## Goal of the exercise
Beginning at the line that contains "Confirm that each instance of the leafy" and ending with the last line of the listing, arrange each text and the points under it as one row of a two-column CSV with the headers text and points. Quote every field, turn line breaks into spaces, and leave the pictures out.

### Input records ###

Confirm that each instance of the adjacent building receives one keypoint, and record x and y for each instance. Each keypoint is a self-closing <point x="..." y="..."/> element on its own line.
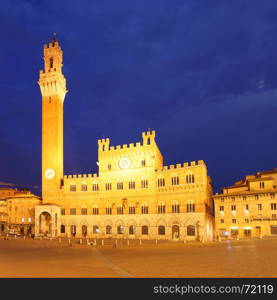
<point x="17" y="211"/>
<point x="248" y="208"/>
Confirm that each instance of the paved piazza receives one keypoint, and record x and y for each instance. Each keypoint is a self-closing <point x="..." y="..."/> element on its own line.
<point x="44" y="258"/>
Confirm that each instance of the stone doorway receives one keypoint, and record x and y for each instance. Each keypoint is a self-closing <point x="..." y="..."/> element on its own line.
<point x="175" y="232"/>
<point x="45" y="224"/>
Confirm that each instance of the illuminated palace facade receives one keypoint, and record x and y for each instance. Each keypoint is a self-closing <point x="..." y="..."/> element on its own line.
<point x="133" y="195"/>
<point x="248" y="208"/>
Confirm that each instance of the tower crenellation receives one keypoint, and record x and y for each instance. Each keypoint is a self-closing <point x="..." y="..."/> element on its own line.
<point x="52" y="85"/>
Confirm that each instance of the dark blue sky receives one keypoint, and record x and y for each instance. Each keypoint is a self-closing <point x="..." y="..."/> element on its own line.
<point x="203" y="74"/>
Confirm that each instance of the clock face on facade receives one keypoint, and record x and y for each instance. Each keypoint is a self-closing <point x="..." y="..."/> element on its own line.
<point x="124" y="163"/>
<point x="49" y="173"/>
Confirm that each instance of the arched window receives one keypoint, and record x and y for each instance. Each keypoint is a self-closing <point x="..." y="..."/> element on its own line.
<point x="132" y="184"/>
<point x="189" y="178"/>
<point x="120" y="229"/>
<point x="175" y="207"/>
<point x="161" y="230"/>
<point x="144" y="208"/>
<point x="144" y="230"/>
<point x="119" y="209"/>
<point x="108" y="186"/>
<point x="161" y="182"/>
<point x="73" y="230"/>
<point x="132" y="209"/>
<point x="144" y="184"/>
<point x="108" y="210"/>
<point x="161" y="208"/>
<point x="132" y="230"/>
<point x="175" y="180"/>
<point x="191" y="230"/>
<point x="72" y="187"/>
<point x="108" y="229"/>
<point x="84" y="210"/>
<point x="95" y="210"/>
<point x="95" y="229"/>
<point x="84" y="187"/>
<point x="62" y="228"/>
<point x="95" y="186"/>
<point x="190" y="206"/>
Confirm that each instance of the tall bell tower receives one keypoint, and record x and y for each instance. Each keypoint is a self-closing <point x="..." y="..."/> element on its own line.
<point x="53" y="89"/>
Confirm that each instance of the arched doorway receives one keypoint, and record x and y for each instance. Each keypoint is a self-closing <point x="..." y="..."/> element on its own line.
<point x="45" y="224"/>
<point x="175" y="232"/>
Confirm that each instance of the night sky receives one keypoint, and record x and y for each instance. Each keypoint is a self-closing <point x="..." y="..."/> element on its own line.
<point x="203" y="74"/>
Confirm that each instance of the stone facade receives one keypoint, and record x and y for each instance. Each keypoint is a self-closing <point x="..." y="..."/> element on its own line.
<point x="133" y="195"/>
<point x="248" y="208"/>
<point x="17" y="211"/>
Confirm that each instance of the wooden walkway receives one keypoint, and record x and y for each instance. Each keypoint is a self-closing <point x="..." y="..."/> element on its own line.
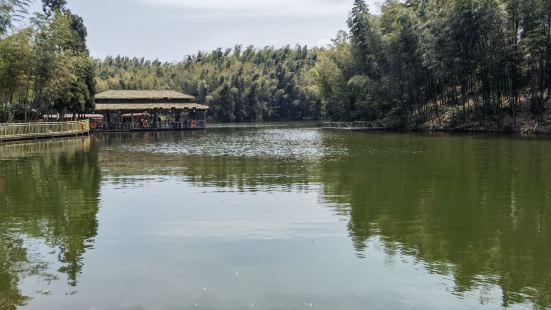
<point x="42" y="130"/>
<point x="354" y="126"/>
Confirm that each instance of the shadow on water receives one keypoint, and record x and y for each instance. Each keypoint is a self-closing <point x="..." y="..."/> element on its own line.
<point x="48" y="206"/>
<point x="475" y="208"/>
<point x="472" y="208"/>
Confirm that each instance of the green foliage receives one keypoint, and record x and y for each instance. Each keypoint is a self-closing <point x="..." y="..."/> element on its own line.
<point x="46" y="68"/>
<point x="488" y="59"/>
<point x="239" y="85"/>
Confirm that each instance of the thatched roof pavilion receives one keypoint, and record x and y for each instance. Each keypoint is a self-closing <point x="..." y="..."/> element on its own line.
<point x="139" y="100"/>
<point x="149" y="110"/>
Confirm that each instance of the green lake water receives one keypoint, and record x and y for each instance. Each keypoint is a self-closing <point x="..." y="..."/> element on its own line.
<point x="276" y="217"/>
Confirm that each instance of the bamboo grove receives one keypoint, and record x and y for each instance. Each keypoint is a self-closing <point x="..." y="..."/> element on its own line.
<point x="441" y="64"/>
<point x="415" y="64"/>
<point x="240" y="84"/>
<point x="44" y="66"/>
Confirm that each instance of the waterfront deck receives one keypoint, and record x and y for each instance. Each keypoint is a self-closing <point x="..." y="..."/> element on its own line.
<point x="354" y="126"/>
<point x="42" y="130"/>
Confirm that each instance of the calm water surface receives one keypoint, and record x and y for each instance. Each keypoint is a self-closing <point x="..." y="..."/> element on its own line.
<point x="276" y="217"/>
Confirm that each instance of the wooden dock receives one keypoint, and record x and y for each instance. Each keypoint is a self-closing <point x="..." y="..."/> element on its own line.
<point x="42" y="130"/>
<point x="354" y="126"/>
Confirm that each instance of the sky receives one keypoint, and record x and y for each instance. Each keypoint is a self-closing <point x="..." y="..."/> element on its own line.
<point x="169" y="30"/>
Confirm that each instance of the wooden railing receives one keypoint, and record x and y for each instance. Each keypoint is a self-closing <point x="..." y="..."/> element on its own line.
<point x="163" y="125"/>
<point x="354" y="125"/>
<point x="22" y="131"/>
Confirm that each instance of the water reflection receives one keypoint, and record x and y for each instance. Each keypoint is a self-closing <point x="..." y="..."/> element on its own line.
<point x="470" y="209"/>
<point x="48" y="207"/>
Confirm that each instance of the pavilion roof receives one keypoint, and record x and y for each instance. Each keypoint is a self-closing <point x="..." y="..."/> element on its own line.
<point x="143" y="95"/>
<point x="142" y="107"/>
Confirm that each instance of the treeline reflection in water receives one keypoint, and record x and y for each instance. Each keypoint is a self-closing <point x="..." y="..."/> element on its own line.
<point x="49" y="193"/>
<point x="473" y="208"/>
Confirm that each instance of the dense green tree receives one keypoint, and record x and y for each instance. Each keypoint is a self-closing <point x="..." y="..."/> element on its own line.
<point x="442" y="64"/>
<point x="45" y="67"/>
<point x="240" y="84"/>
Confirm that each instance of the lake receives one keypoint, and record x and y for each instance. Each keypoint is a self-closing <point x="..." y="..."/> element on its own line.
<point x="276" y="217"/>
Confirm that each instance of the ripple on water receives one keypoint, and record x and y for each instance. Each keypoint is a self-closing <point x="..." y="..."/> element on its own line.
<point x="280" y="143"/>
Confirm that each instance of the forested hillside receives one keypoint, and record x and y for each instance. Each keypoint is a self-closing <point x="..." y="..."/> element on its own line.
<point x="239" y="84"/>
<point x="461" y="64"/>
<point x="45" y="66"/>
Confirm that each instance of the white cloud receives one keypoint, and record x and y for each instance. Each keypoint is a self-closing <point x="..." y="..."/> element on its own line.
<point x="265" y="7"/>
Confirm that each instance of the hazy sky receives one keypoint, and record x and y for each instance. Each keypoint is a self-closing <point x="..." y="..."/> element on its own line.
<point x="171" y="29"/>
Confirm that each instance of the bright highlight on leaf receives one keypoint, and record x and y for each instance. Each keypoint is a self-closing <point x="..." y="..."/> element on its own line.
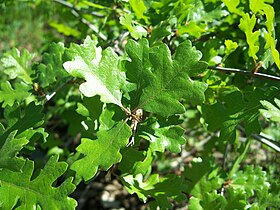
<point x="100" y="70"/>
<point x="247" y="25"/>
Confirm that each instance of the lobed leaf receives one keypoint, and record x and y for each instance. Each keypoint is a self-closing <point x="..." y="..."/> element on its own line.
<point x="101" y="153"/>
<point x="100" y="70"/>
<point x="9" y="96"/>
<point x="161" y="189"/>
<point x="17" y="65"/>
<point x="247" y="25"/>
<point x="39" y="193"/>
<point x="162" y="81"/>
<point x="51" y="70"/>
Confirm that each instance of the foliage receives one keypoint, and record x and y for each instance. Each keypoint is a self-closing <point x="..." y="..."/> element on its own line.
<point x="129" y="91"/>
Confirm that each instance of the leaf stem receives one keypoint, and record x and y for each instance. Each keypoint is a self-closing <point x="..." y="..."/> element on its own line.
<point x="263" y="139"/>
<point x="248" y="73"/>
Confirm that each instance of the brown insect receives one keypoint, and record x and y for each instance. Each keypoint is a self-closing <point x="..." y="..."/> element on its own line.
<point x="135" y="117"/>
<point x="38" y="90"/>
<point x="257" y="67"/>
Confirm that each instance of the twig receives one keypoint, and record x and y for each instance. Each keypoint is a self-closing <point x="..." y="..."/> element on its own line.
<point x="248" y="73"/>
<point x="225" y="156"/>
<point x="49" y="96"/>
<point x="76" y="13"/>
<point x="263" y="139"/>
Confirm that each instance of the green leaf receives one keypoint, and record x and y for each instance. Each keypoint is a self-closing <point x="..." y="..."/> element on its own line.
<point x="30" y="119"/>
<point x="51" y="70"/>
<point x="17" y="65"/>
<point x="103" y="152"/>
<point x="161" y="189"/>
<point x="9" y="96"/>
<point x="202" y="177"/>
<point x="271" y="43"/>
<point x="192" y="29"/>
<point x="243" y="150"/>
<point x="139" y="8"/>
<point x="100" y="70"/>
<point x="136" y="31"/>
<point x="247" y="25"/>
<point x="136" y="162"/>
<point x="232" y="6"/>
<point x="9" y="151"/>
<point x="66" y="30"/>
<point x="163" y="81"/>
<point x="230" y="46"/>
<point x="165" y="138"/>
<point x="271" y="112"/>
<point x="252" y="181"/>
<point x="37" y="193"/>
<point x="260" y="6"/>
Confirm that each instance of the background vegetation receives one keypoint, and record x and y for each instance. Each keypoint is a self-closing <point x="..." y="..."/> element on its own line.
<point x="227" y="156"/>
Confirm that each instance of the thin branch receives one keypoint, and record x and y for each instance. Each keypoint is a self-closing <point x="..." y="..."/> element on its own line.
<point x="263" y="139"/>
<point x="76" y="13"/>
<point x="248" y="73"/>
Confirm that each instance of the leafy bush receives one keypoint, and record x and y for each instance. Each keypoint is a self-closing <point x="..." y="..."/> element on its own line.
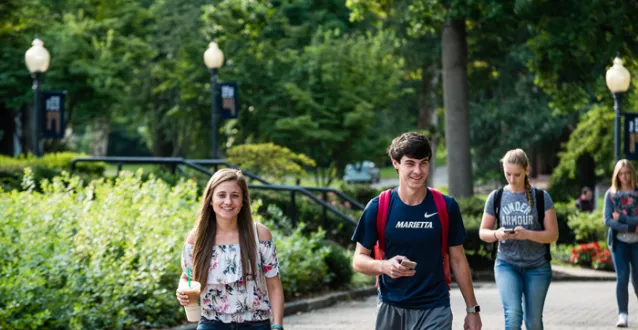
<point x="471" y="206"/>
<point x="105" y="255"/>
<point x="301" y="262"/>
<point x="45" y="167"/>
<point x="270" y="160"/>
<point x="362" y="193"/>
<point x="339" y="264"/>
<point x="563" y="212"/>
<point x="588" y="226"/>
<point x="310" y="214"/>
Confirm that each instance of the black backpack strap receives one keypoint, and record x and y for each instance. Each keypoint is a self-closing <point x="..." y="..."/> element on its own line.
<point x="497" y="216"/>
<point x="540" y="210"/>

###

## Result of the task
text,points
"Confirm that each instance of the leafy bush receives one keypoint, and record x and y for each instance. Each keypoint is a self-closing <point x=""..."" y=""...""/> element on its own line.","<point x=""471"" y=""206""/> <point x=""105"" y=""255""/> <point x=""301"" y=""262""/> <point x=""45"" y=""167""/> <point x=""270"" y=""160""/> <point x=""362"" y=""193""/> <point x=""339"" y=""264""/> <point x=""563"" y=""212""/> <point x=""588"" y=""226""/> <point x=""310"" y=""214""/>"
"Confirm that each instance of the black backpack strap receives one keypoint, and record x and y for each instance. Each keypoint is a self-closing <point x=""..."" y=""...""/> element on its own line.","<point x=""497"" y=""216""/> <point x=""540"" y=""210""/>"